◆ Items from a dataset:
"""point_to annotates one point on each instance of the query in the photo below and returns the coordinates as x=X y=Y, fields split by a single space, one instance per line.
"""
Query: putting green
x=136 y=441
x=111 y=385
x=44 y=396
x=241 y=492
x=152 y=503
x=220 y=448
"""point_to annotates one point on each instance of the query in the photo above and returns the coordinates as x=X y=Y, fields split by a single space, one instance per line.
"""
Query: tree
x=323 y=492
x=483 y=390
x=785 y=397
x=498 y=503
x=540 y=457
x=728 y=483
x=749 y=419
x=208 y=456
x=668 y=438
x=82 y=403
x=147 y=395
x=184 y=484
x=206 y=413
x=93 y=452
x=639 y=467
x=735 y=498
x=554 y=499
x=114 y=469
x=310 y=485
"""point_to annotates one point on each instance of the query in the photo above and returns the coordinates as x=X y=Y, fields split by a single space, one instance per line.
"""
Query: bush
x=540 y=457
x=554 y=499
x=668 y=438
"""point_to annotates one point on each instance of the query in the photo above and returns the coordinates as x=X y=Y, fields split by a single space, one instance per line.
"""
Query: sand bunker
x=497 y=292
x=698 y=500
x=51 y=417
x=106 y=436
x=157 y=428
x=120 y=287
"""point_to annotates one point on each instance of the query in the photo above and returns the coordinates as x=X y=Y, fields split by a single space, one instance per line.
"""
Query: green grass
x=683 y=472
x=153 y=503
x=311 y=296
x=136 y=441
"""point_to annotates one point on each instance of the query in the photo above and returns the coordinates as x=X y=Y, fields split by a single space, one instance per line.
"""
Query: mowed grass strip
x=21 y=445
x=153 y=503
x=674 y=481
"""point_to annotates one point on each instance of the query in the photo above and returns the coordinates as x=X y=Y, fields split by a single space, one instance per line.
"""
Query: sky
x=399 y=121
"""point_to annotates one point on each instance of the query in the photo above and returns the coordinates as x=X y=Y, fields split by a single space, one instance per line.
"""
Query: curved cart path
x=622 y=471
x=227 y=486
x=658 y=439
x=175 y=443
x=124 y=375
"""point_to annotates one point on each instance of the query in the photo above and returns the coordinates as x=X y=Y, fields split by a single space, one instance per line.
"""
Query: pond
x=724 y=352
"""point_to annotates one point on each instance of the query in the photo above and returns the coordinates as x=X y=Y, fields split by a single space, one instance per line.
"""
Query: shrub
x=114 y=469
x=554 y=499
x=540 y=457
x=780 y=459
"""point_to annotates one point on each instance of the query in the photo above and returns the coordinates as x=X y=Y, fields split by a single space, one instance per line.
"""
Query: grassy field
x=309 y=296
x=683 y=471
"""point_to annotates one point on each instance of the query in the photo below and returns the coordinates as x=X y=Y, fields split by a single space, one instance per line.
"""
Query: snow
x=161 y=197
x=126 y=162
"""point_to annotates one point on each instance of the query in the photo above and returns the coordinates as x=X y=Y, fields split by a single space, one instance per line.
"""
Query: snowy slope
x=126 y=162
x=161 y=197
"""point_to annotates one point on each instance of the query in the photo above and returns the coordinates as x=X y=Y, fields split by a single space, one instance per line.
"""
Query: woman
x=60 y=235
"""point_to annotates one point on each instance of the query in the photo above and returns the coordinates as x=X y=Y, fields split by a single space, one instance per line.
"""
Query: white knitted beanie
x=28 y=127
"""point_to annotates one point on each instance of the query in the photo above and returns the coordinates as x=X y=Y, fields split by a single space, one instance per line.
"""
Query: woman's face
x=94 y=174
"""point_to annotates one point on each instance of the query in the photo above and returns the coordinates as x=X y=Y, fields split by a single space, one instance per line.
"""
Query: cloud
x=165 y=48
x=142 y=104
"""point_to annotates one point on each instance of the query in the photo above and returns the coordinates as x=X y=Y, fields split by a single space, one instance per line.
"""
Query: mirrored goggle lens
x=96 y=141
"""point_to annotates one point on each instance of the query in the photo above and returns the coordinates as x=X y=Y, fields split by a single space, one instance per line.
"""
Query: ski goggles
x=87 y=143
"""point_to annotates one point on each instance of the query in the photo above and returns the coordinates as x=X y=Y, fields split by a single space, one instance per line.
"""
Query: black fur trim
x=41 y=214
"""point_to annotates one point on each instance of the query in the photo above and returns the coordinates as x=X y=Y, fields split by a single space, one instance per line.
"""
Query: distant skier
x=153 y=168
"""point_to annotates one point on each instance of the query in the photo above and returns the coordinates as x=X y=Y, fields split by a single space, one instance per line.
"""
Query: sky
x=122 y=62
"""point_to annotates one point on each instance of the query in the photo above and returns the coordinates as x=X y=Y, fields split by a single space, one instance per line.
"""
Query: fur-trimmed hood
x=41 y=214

◆ Your goal:
The records above should be duplicated in full, exactly as given.

◆ Response:
"""point_to annotates one point on each instance of the query in the photo below and returns the coordinates as x=X y=Y, fields split by a single space, one instance per line.
"""
Query: putting green
x=136 y=441
x=111 y=385
x=44 y=396
x=241 y=492
x=152 y=503
x=220 y=448
"""point_to annotates one point on each instance of the query in the photo above and returns the coordinates as x=X y=Y, fields split by a single space, one instance per line.
"""
Query: tree
x=323 y=492
x=483 y=390
x=785 y=397
x=498 y=503
x=540 y=457
x=728 y=483
x=749 y=419
x=208 y=456
x=668 y=438
x=82 y=403
x=147 y=395
x=184 y=484
x=206 y=413
x=93 y=452
x=639 y=467
x=735 y=498
x=554 y=499
x=114 y=469
x=310 y=485
"""point_to annotates one point on each instance of the query in the photo above and returns the coordinates as x=X y=Y, fields split by a single space, one instance per line.
"""
Query: bush
x=540 y=457
x=554 y=499
x=668 y=438
"""point_to annotates one point on each instance of the query in the photo above and returns the coordinates as x=X y=Y, fields split by a single space, one instance per line.
"""
Query: sand bunker
x=497 y=292
x=698 y=500
x=51 y=417
x=106 y=436
x=157 y=428
x=120 y=287
"""point_to annotates one point on each instance of the query in the photo above and returns the coordinates as x=X y=Y, fields split by a single space, one instance per line.
"""
Query: green grass
x=683 y=472
x=153 y=503
x=311 y=296
x=136 y=441
"""point_to annotates one point on each instance of the query in the photo above and returns the coordinates as x=X y=Y, fields split by a single space, one instance per line.
"""
Query: mowed grass strip
x=21 y=445
x=153 y=503
x=674 y=481
"""point_to annotates one point on each instance of the query in the photo above and returns the coordinates as x=X y=Y, fields split by a single space, one instance per line.
"""
Query: sky
x=399 y=121
"""point_to annotates one point on each instance of the query in the photo above and returns the coordinates as x=X y=Y, fields split by a single space, one instance per line.
"""
Query: curved cart path
x=622 y=471
x=227 y=486
x=658 y=439
x=175 y=443
x=124 y=375
"""point_to annotates one point on each instance of the query in the photo above and returns the coordinates as x=X y=Y, fields split by a single space, one instance per line.
"""
Query: pond
x=724 y=352
"""point_to annotates one point on each instance of the query in the photo above and returns the coordinates as x=X y=Y, fields split by a single space, one instance per line.
"""
Query: shrub
x=114 y=469
x=554 y=499
x=540 y=457
x=780 y=459
"""point_to annotates one point on each instance of the query in the photo above and returns the coordinates as x=X y=Y, fields split by a single space, one instance per line.
"""
Query: grassy field
x=309 y=296
x=683 y=471
"""point_to annotates one point on each instance of the query in the photo below and returns the coordinates as x=X y=Y, fields split by a single space, one instance per line.
"""
Query: snow
x=161 y=197
x=126 y=162
"""point_to annotates one point on each instance of the query in the photo above and returns the coordinates as x=X y=Y, fields split by a single space, one instance per line.
"""
Query: snowy slope
x=126 y=162
x=161 y=197
"""point_to annotates one point on each instance of the query in the photo above and returns the coordinates as x=X y=Y, fields split by a single space, one instance per line.
"""
Query: woman
x=60 y=235
"""point_to annotates one point on each instance of the query in the photo above and returns the coordinates as x=X y=Y, fields split by a single space, one instance per line.
"""
Query: white knitted beanie
x=28 y=127
"""point_to annotates one point on each instance of the query in the photo above and returns the coordinates as x=X y=Y, fields split by a single space, one instance per line.
"""
Query: woman's face
x=94 y=174
"""point_to annotates one point on each instance of the query in the photo above and returns the coordinates as x=X y=Y, fields split by a single space, one instance per line.
"""
Query: cloud
x=165 y=48
x=142 y=104
"""point_to annotates one point on each instance of the query in the photo above and returns the coordinates as x=X y=Y, fields split by a single space, one instance per line.
"""
Query: mirrored goggle lens
x=96 y=141
"""point_to annotates one point on each instance of the query in the photo above and returns the coordinates as x=X y=Y, fields split by a single space, one instance per line.
"""
Query: ski goggles
x=87 y=143
"""point_to annotates one point on each instance of the query in the photo above and returns the coordinates as x=X y=Y, fields split by a single space, one instance per line.
"""
Query: black fur trim
x=41 y=214
"""point_to annotates one point on each instance of the query in the photo above and returns the coordinates as x=X y=Y, fields split by a single space, one instance per line.
"""
Query: distant skier
x=153 y=168
"""point_to annotates one point on each instance of the query in the photo above and returns the coordinates as x=X y=Y, fields split by a single space, one instance per line.
"""
Query: sky
x=122 y=62
"""point_to annotates one point on each instance of the query in the photo above and returns the coordinates as x=X y=Y, fields split by a single space, one instance per line.
"""
Query: fur-trimmed hood
x=41 y=214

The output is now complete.